§ **AIM OF THE EXERCISE**: Reproduce the stretch from the line containing "Every instance of the white sheer" through the end of the listing, renaming "white sheer curtain" to "translucent window drape" and leaving everything else unchanged.

——————————

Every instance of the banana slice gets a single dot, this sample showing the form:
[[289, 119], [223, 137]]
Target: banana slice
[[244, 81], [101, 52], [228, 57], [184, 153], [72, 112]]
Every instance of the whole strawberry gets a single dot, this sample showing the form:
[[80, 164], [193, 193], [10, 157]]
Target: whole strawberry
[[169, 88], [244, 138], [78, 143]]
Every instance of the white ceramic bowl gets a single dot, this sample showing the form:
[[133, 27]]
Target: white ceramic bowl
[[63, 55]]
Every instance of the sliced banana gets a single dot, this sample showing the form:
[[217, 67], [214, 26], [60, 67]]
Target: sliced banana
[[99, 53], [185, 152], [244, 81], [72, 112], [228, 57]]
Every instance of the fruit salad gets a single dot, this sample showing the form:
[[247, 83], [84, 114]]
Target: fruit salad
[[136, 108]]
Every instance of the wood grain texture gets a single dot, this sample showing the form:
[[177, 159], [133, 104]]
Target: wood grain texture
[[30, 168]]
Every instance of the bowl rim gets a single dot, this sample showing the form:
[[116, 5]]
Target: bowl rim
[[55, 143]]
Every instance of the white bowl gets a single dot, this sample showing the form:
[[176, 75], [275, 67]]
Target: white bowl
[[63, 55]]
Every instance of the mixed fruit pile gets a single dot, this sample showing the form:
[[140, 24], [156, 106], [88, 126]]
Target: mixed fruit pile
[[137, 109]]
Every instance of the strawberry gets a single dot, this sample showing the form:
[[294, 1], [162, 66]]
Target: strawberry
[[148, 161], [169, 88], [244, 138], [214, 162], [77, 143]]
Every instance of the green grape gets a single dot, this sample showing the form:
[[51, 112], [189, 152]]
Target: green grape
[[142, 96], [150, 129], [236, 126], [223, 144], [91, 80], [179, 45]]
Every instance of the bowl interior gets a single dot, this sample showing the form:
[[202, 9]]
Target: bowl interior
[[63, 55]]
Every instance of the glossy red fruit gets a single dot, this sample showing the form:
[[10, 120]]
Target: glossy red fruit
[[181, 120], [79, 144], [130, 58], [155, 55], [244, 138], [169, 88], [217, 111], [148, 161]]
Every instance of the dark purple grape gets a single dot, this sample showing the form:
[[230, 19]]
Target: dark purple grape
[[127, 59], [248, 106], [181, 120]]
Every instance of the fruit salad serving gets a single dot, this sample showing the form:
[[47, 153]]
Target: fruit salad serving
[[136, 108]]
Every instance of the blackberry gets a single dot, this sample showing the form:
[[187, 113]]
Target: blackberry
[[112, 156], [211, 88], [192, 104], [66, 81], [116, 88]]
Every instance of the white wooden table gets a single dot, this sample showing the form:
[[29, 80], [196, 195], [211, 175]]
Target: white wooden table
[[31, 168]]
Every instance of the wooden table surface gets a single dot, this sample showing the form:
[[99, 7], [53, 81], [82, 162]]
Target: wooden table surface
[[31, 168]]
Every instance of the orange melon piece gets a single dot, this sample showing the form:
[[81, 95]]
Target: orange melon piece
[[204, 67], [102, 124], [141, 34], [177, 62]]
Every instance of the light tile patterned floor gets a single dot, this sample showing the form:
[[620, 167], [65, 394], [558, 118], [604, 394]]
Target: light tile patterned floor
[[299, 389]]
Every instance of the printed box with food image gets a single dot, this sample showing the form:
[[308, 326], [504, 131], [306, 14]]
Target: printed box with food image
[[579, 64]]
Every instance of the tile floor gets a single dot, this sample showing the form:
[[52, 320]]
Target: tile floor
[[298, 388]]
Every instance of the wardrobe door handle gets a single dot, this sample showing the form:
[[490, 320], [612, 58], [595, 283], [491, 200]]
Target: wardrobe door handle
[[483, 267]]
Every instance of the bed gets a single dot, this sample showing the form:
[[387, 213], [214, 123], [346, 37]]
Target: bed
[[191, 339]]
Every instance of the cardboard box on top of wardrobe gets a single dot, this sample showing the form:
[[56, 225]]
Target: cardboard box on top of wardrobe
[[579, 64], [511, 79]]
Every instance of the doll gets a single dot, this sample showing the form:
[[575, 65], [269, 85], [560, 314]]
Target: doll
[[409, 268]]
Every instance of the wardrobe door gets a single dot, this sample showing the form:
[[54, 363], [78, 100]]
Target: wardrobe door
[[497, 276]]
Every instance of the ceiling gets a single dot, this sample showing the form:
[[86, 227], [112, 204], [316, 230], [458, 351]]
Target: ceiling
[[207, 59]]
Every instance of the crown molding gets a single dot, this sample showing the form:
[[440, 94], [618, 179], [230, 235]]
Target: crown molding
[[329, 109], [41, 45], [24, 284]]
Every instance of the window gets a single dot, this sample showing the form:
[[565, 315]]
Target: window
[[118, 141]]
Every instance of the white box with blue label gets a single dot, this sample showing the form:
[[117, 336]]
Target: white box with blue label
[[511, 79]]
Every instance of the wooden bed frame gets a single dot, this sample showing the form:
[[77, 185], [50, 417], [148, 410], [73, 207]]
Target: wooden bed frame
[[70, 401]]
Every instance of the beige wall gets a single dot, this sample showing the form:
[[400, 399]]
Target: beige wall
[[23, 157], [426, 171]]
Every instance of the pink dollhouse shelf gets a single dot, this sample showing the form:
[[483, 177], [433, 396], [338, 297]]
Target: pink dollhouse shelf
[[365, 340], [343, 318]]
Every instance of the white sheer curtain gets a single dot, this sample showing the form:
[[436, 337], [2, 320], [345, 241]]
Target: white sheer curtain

——————————

§ **COMPLETED EXERCISE**:
Every instance of the translucent window drape gets a single dot, this sample showing the form:
[[436, 337], [2, 320], [345, 241]]
Target: translucent window drape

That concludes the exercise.